QUOTED PASSAGE:
********************

Child mortality rates in the Limpopo River basin range from 31/1 000 in Botswana to 130/1 000 in Mozambique (2008). 

Source: World Bank 2010

Improved Water Sources

Access to Improved Water Sources is measured by the proportion of the population with access to an adequate amount of safe drinking water located within a convenient distance from the user’s dwelling (WHO/UNICEF 2008). Reasonable access is broadly defined as the availability of at least 20 litres per person per day from a source within 1 km of the user's dwelling (WHO/UNICEF 2008).

Two of every five Africans lack access to an improved water supply, reflecting a continent-wide lag in the provision of water services to rural areas (UNEP 2008). Lack of access to safe and reliable water sources results in labour-intensive and time consuming collection of water. Women bear the majority of the responsibility for gathering water and are required to travel long distances in search of water sources and takes away from other household and income generating activities. This journey to gather water often requires women to be in unsafe and hazard environments.

As can be seen in the graph below, the percentage of urban-dwelling people with access to improved water sources is generally high in the basin countries. As most of the basin is rural, rural access is the focus here; this is generally much lower than urban access. 

Source: World Bank 2010

Access to Improved Drinking Water Supply

Access to Improved Drinking Water Supply is the percentage of population with access to an improved drinking water source in a given year (World Bank 2008). Improved drinking water sources, refers to the types of technology and levels are service that are more likely to provide safe water. These may include household connections, public standpipes, boreholes, protected dug wells, protected springs and rainwater collections (WHO/UNICEF 2008).

The lack of access to safe drinking water is caused by a number of environmental and political reasons and reflects in part the inability of governments to provide for satisfactory water and sanitation systems. The results of these failings include disease and health problems, and places severe limitations on economic development possibilities.

The percentage of the population with access to improved water sources is very similar to the percentage of people with access to improved drinking water sources, as is shown in the graph below.

Source: WHO 2010

Access to Improved Sanitation

Access to Improved Sanitation Facilities refers to the percentage of the population with at least adequate access to excreta disposal facilities that can effectively prevent human, animal, and insect contact with excreta. Improved facilities range from simple but protected pit latrines to flush toilets with a sewerage connection. To be effective, facilities must be correctly constructed and properly maintained (World Bank 2008).

********************

EXTRACTED RECORDS:
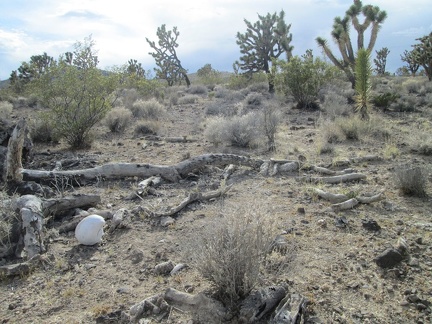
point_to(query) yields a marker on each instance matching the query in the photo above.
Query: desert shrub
(19, 102)
(148, 109)
(118, 119)
(384, 100)
(302, 78)
(228, 95)
(42, 130)
(232, 251)
(188, 99)
(149, 127)
(411, 180)
(197, 89)
(5, 109)
(254, 100)
(335, 105)
(221, 108)
(241, 131)
(405, 103)
(128, 98)
(412, 85)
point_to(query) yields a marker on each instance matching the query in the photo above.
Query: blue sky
(207, 28)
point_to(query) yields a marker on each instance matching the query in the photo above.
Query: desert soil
(333, 265)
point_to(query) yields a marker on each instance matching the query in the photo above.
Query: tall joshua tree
(165, 55)
(262, 42)
(373, 17)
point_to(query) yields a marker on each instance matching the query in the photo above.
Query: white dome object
(90, 230)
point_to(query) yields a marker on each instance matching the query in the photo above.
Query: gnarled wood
(13, 167)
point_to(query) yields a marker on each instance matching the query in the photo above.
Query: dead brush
(232, 251)
(411, 181)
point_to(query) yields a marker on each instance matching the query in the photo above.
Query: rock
(389, 258)
(89, 231)
(167, 221)
(164, 268)
(371, 225)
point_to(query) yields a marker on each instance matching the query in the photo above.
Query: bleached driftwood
(337, 179)
(261, 303)
(348, 204)
(120, 170)
(196, 196)
(333, 198)
(13, 166)
(370, 199)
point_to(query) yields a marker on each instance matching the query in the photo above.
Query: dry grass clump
(118, 119)
(335, 105)
(411, 180)
(188, 99)
(148, 109)
(241, 131)
(148, 127)
(232, 251)
(42, 130)
(5, 109)
(221, 108)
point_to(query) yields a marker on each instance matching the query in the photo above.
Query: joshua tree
(263, 41)
(165, 55)
(363, 72)
(373, 17)
(381, 60)
(422, 54)
(408, 57)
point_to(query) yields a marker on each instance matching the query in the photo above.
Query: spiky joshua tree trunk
(373, 18)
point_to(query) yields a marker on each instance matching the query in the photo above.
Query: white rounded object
(90, 230)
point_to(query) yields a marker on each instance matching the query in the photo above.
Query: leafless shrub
(148, 109)
(232, 250)
(188, 99)
(335, 105)
(42, 130)
(149, 127)
(5, 109)
(221, 108)
(241, 131)
(411, 180)
(118, 119)
(197, 89)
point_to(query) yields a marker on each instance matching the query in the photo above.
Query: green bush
(148, 109)
(118, 119)
(384, 100)
(302, 78)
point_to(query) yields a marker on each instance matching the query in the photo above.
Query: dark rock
(371, 225)
(389, 258)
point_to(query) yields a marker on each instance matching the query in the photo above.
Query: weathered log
(261, 303)
(350, 203)
(196, 196)
(55, 206)
(13, 167)
(30, 209)
(339, 178)
(370, 199)
(171, 173)
(333, 198)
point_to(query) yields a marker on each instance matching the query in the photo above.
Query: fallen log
(120, 170)
(192, 197)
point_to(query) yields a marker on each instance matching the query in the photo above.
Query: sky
(207, 28)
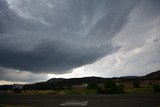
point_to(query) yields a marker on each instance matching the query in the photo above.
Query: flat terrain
(124, 100)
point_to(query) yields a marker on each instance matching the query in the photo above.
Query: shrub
(110, 88)
(92, 86)
(136, 84)
(156, 88)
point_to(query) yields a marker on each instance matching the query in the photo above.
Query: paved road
(125, 100)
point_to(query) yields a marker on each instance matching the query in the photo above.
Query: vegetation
(136, 84)
(92, 86)
(110, 88)
(156, 88)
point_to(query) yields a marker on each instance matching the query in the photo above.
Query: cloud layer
(78, 37)
(56, 36)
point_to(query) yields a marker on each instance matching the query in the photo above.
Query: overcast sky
(42, 39)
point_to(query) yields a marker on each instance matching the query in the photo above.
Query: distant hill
(153, 75)
(60, 82)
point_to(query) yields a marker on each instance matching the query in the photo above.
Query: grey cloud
(16, 75)
(56, 36)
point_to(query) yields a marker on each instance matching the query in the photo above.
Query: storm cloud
(40, 39)
(56, 36)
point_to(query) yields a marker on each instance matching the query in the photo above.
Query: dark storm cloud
(56, 36)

********************

PROBLEMS TO WORK ON:
(a) According to the passage on water access in the Limpopo basin, why does it focus on rural rather than urban access to improved water sources? Answer in one to three sentences.
(b) Reproduce everything from "The percentage of the population with access" down to "the graph below." in the passage on water access in the Limpopo basin, keeping the wording unchanged.

TASK SOLUTIONS:
(a) The passage focuses on rural access because most of the basin is rural. It also notes that rural access is generally much lower than urban access, which is generally high in the basin countries.

(b)
The percentage of the population with access to improved water sources is very similar to the percentage of people with access to improved drinking water sources, as is shown in the graph below.